━━━━━ INFORMATION SHOWN

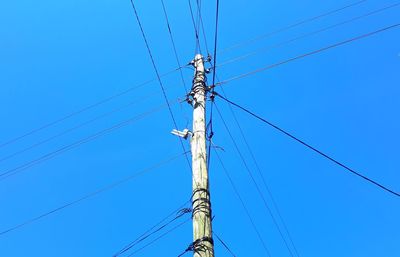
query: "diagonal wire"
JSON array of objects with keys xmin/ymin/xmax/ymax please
[
  {"xmin": 113, "ymin": 201, "xmax": 191, "ymax": 254},
  {"xmin": 216, "ymin": 93, "xmax": 400, "ymax": 197},
  {"xmin": 214, "ymin": 145, "xmax": 271, "ymax": 257},
  {"xmin": 0, "ymin": 93, "xmax": 158, "ymax": 163},
  {"xmin": 213, "ymin": 232, "xmax": 236, "ymax": 257},
  {"xmin": 196, "ymin": 0, "xmax": 210, "ymax": 56},
  {"xmin": 214, "ymin": 102, "xmax": 294, "ymax": 257},
  {"xmin": 221, "ymin": 0, "xmax": 367, "ymax": 52},
  {"xmin": 216, "ymin": 23, "xmax": 400, "ymax": 86},
  {"xmin": 188, "ymin": 0, "xmax": 202, "ymax": 54},
  {"xmin": 0, "ymin": 66, "xmax": 186, "ymax": 148},
  {"xmin": 221, "ymin": 84, "xmax": 300, "ymax": 256},
  {"xmin": 127, "ymin": 218, "xmax": 191, "ymax": 257},
  {"xmin": 0, "ymin": 150, "xmax": 188, "ymax": 236},
  {"xmin": 161, "ymin": 0, "xmax": 188, "ymax": 93},
  {"xmin": 0, "ymin": 100, "xmax": 178, "ymax": 181},
  {"xmin": 218, "ymin": 3, "xmax": 400, "ymax": 67},
  {"xmin": 130, "ymin": 0, "xmax": 192, "ymax": 170}
]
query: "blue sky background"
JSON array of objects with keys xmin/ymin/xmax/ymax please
[{"xmin": 0, "ymin": 0, "xmax": 400, "ymax": 257}]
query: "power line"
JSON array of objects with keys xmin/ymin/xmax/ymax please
[
  {"xmin": 130, "ymin": 0, "xmax": 191, "ymax": 170},
  {"xmin": 113, "ymin": 201, "xmax": 191, "ymax": 254},
  {"xmin": 0, "ymin": 100, "xmax": 178, "ymax": 181},
  {"xmin": 214, "ymin": 145, "xmax": 271, "ymax": 257},
  {"xmin": 0, "ymin": 150, "xmax": 188, "ymax": 236},
  {"xmin": 188, "ymin": 0, "xmax": 202, "ymax": 54},
  {"xmin": 215, "ymin": 93, "xmax": 400, "ymax": 197},
  {"xmin": 196, "ymin": 0, "xmax": 210, "ymax": 56},
  {"xmin": 218, "ymin": 3, "xmax": 400, "ymax": 67},
  {"xmin": 127, "ymin": 218, "xmax": 191, "ymax": 257},
  {"xmin": 0, "ymin": 94, "xmax": 158, "ymax": 163},
  {"xmin": 221, "ymin": 0, "xmax": 367, "ymax": 52},
  {"xmin": 161, "ymin": 0, "xmax": 188, "ymax": 93},
  {"xmin": 212, "ymin": 0, "xmax": 219, "ymax": 88},
  {"xmin": 217, "ymin": 87, "xmax": 300, "ymax": 256},
  {"xmin": 213, "ymin": 232, "xmax": 236, "ymax": 257},
  {"xmin": 214, "ymin": 102, "xmax": 294, "ymax": 257},
  {"xmin": 216, "ymin": 23, "xmax": 400, "ymax": 86},
  {"xmin": 0, "ymin": 66, "xmax": 185, "ymax": 148}
]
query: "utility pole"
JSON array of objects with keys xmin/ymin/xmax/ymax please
[{"xmin": 190, "ymin": 54, "xmax": 214, "ymax": 257}]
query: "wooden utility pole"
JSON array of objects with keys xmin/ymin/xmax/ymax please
[{"xmin": 190, "ymin": 54, "xmax": 214, "ymax": 257}]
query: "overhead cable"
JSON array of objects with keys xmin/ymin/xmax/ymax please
[
  {"xmin": 214, "ymin": 145, "xmax": 271, "ymax": 257},
  {"xmin": 0, "ymin": 153, "xmax": 188, "ymax": 236},
  {"xmin": 161, "ymin": 0, "xmax": 188, "ymax": 93},
  {"xmin": 215, "ymin": 102, "xmax": 294, "ymax": 257},
  {"xmin": 218, "ymin": 3, "xmax": 400, "ymax": 67},
  {"xmin": 0, "ymin": 93, "xmax": 159, "ymax": 163},
  {"xmin": 0, "ymin": 100, "xmax": 179, "ymax": 181},
  {"xmin": 0, "ymin": 65, "xmax": 187, "ymax": 148},
  {"xmin": 130, "ymin": 0, "xmax": 192, "ymax": 170},
  {"xmin": 215, "ymin": 92, "xmax": 400, "ymax": 197},
  {"xmin": 113, "ymin": 201, "xmax": 192, "ymax": 257},
  {"xmin": 215, "ymin": 23, "xmax": 400, "ymax": 86},
  {"xmin": 213, "ymin": 232, "xmax": 236, "ymax": 257},
  {"xmin": 221, "ymin": 0, "xmax": 367, "ymax": 52},
  {"xmin": 217, "ymin": 87, "xmax": 300, "ymax": 256}
]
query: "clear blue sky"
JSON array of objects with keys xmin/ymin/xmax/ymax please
[{"xmin": 0, "ymin": 0, "xmax": 400, "ymax": 257}]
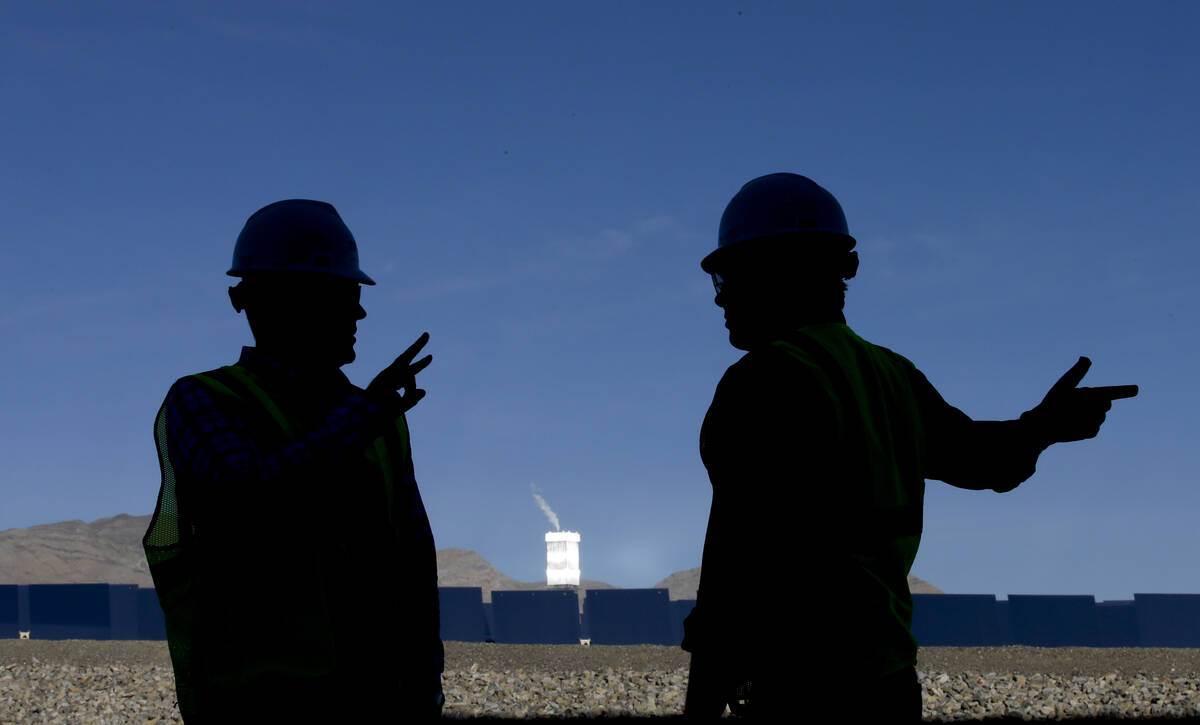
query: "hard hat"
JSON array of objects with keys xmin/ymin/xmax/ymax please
[
  {"xmin": 700, "ymin": 173, "xmax": 856, "ymax": 274},
  {"xmin": 226, "ymin": 199, "xmax": 374, "ymax": 284}
]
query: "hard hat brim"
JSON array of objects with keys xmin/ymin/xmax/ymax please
[
  {"xmin": 226, "ymin": 264, "xmax": 376, "ymax": 284},
  {"xmin": 700, "ymin": 232, "xmax": 858, "ymax": 275}
]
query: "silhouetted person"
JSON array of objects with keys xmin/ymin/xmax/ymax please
[
  {"xmin": 143, "ymin": 199, "xmax": 443, "ymax": 723},
  {"xmin": 684, "ymin": 174, "xmax": 1138, "ymax": 723}
]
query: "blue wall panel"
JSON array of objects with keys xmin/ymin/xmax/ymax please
[
  {"xmin": 1008, "ymin": 594, "xmax": 1100, "ymax": 647},
  {"xmin": 583, "ymin": 589, "xmax": 678, "ymax": 645},
  {"xmin": 108, "ymin": 585, "xmax": 138, "ymax": 640},
  {"xmin": 0, "ymin": 585, "xmax": 19, "ymax": 640},
  {"xmin": 438, "ymin": 587, "xmax": 487, "ymax": 642},
  {"xmin": 671, "ymin": 599, "xmax": 696, "ymax": 645},
  {"xmin": 1096, "ymin": 601, "xmax": 1140, "ymax": 647},
  {"xmin": 492, "ymin": 589, "xmax": 580, "ymax": 645},
  {"xmin": 484, "ymin": 601, "xmax": 496, "ymax": 642},
  {"xmin": 1133, "ymin": 594, "xmax": 1200, "ymax": 647},
  {"xmin": 137, "ymin": 588, "xmax": 167, "ymax": 640},
  {"xmin": 29, "ymin": 585, "xmax": 110, "ymax": 640},
  {"xmin": 912, "ymin": 594, "xmax": 1008, "ymax": 647}
]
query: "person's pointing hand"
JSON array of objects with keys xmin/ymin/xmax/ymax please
[
  {"xmin": 1021, "ymin": 358, "xmax": 1138, "ymax": 445},
  {"xmin": 367, "ymin": 332, "xmax": 433, "ymax": 413}
]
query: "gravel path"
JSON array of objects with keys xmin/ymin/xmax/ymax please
[{"xmin": 0, "ymin": 640, "xmax": 1200, "ymax": 723}]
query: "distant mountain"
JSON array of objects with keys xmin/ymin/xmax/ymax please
[
  {"xmin": 0, "ymin": 514, "xmax": 154, "ymax": 587},
  {"xmin": 0, "ymin": 514, "xmax": 942, "ymax": 601},
  {"xmin": 0, "ymin": 514, "xmax": 617, "ymax": 601}
]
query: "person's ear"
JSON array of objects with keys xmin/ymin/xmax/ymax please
[
  {"xmin": 229, "ymin": 282, "xmax": 246, "ymax": 312},
  {"xmin": 841, "ymin": 252, "xmax": 858, "ymax": 280}
]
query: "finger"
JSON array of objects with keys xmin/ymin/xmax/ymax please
[
  {"xmin": 1088, "ymin": 385, "xmax": 1138, "ymax": 400},
  {"xmin": 408, "ymin": 355, "xmax": 433, "ymax": 377},
  {"xmin": 1050, "ymin": 358, "xmax": 1092, "ymax": 393},
  {"xmin": 400, "ymin": 388, "xmax": 425, "ymax": 412},
  {"xmin": 396, "ymin": 332, "xmax": 430, "ymax": 365}
]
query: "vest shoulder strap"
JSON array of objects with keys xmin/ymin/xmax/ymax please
[{"xmin": 191, "ymin": 365, "xmax": 295, "ymax": 438}]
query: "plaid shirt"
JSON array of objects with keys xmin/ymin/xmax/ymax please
[
  {"xmin": 167, "ymin": 347, "xmax": 398, "ymax": 520},
  {"xmin": 157, "ymin": 347, "xmax": 443, "ymax": 702}
]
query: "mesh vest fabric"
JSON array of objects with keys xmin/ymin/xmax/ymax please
[
  {"xmin": 774, "ymin": 324, "xmax": 925, "ymax": 676},
  {"xmin": 143, "ymin": 366, "xmax": 424, "ymax": 719}
]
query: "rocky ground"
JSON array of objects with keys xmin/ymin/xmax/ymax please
[{"xmin": 0, "ymin": 640, "xmax": 1200, "ymax": 723}]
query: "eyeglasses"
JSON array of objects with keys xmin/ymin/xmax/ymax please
[{"xmin": 710, "ymin": 272, "xmax": 725, "ymax": 295}]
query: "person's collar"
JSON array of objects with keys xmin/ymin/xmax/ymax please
[{"xmin": 238, "ymin": 344, "xmax": 349, "ymax": 384}]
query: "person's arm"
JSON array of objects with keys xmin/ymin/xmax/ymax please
[
  {"xmin": 167, "ymin": 378, "xmax": 402, "ymax": 523},
  {"xmin": 913, "ymin": 358, "xmax": 1138, "ymax": 492}
]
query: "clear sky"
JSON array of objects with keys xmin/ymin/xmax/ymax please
[{"xmin": 0, "ymin": 1, "xmax": 1200, "ymax": 599}]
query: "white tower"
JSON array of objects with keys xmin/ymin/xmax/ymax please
[{"xmin": 546, "ymin": 532, "xmax": 580, "ymax": 587}]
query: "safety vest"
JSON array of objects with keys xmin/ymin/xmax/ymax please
[
  {"xmin": 143, "ymin": 365, "xmax": 436, "ymax": 718},
  {"xmin": 774, "ymin": 323, "xmax": 925, "ymax": 675}
]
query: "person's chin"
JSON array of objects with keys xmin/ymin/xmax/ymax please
[{"xmin": 730, "ymin": 330, "xmax": 751, "ymax": 350}]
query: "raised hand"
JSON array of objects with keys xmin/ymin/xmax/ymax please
[
  {"xmin": 367, "ymin": 332, "xmax": 433, "ymax": 413},
  {"xmin": 1021, "ymin": 358, "xmax": 1138, "ymax": 445}
]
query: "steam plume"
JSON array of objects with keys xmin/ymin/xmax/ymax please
[{"xmin": 529, "ymin": 484, "xmax": 563, "ymax": 532}]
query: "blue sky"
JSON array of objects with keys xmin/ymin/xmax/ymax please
[{"xmin": 0, "ymin": 2, "xmax": 1200, "ymax": 599}]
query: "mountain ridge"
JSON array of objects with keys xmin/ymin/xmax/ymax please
[{"xmin": 0, "ymin": 514, "xmax": 942, "ymax": 601}]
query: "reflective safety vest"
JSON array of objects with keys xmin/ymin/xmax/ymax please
[
  {"xmin": 774, "ymin": 323, "xmax": 925, "ymax": 675},
  {"xmin": 143, "ymin": 365, "xmax": 437, "ymax": 718}
]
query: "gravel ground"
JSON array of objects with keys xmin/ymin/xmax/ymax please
[{"xmin": 0, "ymin": 640, "xmax": 1200, "ymax": 723}]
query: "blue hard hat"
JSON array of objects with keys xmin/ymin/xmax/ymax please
[
  {"xmin": 226, "ymin": 199, "xmax": 374, "ymax": 284},
  {"xmin": 700, "ymin": 173, "xmax": 856, "ymax": 274}
]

━━━━━━━━━━

■ INSTRUCTION
Can you gather every line in the data that contains the string "hard" and copy each one unchanged?

■ RESPONSE TO THIS TASK
query: "hard hat"
query: "hard hat brim"
query: "blue hard hat"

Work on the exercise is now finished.